EXERCISE:
Your output is the line containing "Target: shirt button" plus all lines after it to the end of the records, reproduced exactly, with nothing else.

--- DATA ROWS ---

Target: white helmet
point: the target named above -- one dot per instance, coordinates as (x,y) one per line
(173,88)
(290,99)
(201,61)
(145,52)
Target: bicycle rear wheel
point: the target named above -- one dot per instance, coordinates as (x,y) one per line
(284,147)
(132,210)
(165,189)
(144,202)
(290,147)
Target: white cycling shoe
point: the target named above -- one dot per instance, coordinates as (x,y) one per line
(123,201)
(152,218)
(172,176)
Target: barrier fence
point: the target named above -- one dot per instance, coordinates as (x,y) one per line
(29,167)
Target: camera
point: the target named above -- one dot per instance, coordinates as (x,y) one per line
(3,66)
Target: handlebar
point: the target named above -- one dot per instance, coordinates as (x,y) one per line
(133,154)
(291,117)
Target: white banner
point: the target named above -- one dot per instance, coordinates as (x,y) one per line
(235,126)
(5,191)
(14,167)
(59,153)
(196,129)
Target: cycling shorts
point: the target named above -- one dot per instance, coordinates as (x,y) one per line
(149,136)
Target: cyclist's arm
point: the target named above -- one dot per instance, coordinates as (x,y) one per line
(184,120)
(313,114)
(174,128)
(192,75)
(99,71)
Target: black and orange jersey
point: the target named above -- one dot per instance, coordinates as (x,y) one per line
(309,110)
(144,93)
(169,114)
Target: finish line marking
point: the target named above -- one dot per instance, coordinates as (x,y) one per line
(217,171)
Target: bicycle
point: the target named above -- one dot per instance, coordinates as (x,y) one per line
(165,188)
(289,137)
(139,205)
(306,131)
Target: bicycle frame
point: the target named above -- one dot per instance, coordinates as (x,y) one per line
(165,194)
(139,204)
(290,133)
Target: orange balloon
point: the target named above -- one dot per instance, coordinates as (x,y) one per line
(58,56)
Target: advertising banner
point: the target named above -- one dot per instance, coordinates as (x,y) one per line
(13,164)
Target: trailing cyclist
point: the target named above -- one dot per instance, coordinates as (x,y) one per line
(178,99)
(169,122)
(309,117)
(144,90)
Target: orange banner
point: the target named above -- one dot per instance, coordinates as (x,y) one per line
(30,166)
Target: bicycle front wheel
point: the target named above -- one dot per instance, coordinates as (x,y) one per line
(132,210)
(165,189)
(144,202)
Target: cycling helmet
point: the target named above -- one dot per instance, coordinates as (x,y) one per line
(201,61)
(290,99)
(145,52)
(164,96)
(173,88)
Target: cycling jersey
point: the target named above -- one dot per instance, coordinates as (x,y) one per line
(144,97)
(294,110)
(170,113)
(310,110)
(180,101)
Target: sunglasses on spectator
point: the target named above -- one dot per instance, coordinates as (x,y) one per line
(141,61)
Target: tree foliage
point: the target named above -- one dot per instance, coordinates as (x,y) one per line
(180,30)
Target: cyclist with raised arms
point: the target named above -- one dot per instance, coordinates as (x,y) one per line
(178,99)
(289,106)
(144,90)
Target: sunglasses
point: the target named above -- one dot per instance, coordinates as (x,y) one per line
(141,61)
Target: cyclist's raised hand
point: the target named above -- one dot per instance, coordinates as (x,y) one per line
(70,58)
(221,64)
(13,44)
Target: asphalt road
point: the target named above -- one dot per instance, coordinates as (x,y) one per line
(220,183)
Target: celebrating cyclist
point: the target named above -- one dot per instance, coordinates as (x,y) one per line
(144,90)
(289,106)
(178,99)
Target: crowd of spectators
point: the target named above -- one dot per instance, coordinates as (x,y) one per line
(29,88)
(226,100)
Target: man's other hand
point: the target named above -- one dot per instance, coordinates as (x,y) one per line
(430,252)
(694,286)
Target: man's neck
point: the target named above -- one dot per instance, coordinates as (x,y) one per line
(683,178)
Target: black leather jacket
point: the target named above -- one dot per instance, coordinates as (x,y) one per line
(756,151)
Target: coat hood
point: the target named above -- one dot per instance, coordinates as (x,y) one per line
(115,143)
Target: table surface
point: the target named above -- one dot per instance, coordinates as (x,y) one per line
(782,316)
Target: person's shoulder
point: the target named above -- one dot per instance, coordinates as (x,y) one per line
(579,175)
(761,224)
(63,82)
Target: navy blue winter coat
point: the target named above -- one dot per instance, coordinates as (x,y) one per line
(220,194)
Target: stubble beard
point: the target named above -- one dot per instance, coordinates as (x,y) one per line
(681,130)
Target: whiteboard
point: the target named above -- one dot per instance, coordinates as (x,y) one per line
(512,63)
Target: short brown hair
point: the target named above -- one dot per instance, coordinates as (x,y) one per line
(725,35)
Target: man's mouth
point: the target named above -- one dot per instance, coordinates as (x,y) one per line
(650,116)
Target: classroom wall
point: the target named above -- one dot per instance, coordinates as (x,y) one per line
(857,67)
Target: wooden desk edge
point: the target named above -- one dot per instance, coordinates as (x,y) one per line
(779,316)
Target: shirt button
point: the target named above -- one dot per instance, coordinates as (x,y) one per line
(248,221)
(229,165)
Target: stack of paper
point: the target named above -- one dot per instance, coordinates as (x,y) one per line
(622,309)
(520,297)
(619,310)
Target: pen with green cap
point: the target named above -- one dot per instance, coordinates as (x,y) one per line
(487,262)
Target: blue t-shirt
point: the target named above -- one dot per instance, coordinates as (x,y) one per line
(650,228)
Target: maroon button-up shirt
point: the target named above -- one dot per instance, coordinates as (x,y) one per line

---

SOLUTION TO THE EXERCISE:
Target: shirt button
point: the target named above -- one dot per instance, coordinates as (x,y) one per line
(248,221)
(229,165)
Target: stack of paper
point: the target named above -- one dot per instance, coordinates as (x,y) one per line
(622,309)
(520,297)
(619,310)
Target: pen with green cap
point: the target named above -- one dot per instance, coordinates as (x,y) one per line
(487,262)
Target: blue t-shirt
point: the target named above -- one dot per instance, coordinates as (x,y) one per line
(650,228)
Target: maroon button-up shirt
point: the target named above -- one dot per instance, coordinates as (x,y) one per line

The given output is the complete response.